# Requirement
Continue the article on the City's NYPD budget reallocation, picking up after its last paragraph.

# Document segment
◆ ◆ ◆ ◆ ◆

The City Goes “Full Enron” in Defunding the Police

The City made news in the beginning of July when it announced that it would be reallocating $1 billion from the NYPD to the Department of Education. The move came in the wake of ongoing racial justice protests, which we support.

Unfortunately, it only took a couple of days before people realized that most of the $1 billion being cut from the NYPD was going to “school safety” — in other words, to continue funding the NYPD through its in-school partnership with the Department of Education.

Having gun-toting police officers in our schools is of questionable value at best. They are ill-equipped to stop school shootings — that much was evident as early as Columbine and as recently as Parkland. In the time period between those tragedies, however, “school safety officers” across the nation have detained, arrested, harassed, and abused tens of thousands of students, predominantly students of color and students with disabilities.

◆ ◆ ◆ ◆ ◆

(Items from a dataset)
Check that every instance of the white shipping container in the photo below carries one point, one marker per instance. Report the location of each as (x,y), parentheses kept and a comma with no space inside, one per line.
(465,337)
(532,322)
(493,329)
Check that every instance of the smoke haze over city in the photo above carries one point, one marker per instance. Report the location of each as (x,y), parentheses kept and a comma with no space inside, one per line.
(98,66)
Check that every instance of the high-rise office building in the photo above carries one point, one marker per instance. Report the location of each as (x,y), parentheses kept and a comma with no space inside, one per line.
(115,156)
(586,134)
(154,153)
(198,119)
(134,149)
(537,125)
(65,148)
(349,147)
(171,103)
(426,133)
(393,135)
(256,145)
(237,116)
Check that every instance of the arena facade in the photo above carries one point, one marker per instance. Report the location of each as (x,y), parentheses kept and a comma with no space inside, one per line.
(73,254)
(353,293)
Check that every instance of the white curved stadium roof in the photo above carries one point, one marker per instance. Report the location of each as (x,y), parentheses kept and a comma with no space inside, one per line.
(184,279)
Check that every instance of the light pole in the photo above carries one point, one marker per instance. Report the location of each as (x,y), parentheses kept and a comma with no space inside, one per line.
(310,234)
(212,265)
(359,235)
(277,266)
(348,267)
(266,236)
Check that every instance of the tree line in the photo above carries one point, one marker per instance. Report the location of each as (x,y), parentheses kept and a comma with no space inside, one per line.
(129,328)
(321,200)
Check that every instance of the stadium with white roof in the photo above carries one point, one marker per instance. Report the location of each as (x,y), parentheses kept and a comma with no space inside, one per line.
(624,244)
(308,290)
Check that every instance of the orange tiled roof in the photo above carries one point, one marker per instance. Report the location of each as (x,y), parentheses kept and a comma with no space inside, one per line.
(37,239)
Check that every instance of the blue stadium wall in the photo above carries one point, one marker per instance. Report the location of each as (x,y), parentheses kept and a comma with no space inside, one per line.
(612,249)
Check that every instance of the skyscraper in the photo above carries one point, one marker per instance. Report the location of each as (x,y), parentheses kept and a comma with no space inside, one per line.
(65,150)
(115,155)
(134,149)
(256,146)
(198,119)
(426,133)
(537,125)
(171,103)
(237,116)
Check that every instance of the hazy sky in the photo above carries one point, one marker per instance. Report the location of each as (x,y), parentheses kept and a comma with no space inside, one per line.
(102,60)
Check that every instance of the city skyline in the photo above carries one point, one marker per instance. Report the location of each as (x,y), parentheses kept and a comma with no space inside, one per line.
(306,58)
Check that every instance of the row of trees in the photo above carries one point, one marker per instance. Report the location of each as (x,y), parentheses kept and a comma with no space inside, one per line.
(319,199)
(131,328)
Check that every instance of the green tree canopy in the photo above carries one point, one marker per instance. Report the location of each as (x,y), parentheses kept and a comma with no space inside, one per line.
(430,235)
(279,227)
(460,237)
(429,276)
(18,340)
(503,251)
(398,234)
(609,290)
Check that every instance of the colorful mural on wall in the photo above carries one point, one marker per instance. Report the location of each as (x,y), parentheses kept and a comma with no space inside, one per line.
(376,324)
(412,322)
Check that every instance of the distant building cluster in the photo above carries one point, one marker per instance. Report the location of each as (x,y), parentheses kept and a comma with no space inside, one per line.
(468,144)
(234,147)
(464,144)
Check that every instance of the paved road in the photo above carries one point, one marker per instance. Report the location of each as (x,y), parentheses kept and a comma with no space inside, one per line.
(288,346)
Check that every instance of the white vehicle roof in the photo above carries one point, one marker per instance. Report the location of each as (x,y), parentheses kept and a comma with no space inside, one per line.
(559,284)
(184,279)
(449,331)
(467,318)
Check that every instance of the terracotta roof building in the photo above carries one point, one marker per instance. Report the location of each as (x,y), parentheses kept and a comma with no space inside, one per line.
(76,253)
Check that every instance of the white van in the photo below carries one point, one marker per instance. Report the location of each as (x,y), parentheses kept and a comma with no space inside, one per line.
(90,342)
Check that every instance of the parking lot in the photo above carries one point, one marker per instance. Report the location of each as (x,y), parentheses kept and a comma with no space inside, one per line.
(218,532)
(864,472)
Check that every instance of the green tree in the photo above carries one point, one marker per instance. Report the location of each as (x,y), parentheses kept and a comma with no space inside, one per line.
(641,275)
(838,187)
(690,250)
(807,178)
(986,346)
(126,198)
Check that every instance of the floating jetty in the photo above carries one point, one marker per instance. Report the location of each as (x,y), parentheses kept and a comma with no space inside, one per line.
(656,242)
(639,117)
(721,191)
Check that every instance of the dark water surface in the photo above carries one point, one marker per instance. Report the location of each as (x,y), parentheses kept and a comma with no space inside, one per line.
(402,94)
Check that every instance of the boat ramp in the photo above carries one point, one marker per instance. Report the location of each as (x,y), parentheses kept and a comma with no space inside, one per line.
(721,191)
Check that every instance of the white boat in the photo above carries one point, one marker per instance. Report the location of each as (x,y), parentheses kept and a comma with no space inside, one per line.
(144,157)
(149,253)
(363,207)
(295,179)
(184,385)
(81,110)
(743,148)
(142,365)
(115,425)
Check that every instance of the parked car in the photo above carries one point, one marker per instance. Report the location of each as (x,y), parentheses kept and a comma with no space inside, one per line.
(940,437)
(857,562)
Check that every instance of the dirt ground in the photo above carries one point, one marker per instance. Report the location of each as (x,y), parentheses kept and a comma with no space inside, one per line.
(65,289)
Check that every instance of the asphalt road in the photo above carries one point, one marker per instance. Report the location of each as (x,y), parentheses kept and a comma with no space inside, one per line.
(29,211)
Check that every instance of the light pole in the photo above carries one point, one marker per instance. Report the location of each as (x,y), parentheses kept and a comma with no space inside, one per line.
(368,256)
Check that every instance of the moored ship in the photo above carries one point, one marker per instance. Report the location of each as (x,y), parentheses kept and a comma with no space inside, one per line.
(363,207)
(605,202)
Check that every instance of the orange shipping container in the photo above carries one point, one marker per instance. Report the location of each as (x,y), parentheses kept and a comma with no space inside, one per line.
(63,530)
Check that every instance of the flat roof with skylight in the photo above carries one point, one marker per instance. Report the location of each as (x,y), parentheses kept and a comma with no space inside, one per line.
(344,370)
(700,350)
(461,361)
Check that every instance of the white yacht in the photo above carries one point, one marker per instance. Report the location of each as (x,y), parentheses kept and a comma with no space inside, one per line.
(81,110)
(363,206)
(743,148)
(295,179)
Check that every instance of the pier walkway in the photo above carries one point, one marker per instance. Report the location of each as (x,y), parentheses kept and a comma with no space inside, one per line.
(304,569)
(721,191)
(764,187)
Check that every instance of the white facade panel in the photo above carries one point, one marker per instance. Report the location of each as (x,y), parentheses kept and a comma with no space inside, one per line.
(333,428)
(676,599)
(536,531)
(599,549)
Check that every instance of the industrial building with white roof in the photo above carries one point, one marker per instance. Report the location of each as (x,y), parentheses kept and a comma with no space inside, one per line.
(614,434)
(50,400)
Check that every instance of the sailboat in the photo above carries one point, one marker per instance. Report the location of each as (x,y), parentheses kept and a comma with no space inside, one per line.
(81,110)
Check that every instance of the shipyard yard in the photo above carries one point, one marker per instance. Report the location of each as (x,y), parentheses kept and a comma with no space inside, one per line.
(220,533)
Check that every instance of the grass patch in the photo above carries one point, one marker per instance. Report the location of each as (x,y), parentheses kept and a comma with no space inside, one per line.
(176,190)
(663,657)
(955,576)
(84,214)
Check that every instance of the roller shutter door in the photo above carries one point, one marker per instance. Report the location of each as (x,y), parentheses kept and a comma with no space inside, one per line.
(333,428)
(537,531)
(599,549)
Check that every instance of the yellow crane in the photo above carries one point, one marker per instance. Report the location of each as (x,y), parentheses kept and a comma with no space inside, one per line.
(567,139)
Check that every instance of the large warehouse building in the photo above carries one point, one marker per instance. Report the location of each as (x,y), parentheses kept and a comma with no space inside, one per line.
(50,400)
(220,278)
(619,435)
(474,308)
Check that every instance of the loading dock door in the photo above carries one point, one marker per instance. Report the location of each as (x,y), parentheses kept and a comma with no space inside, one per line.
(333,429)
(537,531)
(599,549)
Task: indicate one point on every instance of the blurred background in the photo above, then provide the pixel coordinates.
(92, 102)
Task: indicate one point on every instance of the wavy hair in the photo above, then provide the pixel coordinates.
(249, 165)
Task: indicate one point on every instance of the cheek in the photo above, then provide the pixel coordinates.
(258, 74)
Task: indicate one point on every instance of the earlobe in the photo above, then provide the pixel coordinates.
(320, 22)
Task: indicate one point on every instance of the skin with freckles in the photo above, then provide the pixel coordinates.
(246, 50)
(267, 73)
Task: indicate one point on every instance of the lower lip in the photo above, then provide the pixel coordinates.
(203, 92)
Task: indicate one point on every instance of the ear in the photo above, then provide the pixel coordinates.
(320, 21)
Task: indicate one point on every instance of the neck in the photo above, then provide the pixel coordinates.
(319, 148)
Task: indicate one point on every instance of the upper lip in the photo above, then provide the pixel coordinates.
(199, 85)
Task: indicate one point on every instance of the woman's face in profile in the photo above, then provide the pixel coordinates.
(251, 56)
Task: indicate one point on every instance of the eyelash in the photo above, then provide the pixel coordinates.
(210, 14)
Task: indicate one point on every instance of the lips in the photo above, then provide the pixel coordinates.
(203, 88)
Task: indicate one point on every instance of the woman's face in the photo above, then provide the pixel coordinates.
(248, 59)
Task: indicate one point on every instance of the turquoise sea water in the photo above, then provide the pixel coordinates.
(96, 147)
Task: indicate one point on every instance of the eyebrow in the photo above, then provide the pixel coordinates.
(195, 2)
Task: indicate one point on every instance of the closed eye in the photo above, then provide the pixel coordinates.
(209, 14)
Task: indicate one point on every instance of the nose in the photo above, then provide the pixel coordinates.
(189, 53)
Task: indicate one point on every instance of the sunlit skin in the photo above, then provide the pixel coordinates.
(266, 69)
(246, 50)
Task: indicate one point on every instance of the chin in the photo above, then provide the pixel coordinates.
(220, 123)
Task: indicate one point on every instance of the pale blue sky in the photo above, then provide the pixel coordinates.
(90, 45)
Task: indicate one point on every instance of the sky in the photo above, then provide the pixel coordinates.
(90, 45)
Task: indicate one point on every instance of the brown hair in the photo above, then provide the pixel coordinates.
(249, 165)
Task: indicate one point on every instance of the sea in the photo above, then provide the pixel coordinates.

◆ ◆ ◆ ◆ ◆

# Answer area
School safety officers are trained to have a completely different mindset than educators and related professionals. Too often they operate as if they were patrolling a beat. A sizable plurality of them must think of themselves as getting ready for battle every morning. Such a worldview is the only thing that can explain the kinds of footage that we see going viral now. Technology has enabled teenagers to actually depict the kind of treatment that they're occasionally subjected to by so-called school safety officers.

It's amazing to me that an accounting trick is being presented as defunding. Luckily, I’m not the only one who sees it for what it is. Rep. Alexandria Ocasio-Cortez expressed her disappointment in a statement after the arrangement was announced.  

“Defunding the police means defunding police. It does not mean budget tricks or funny math. It does not mean moving police officers from the NYPD budget to the Department of Education budget so that the exact same police remain in schools. That is not a victory.”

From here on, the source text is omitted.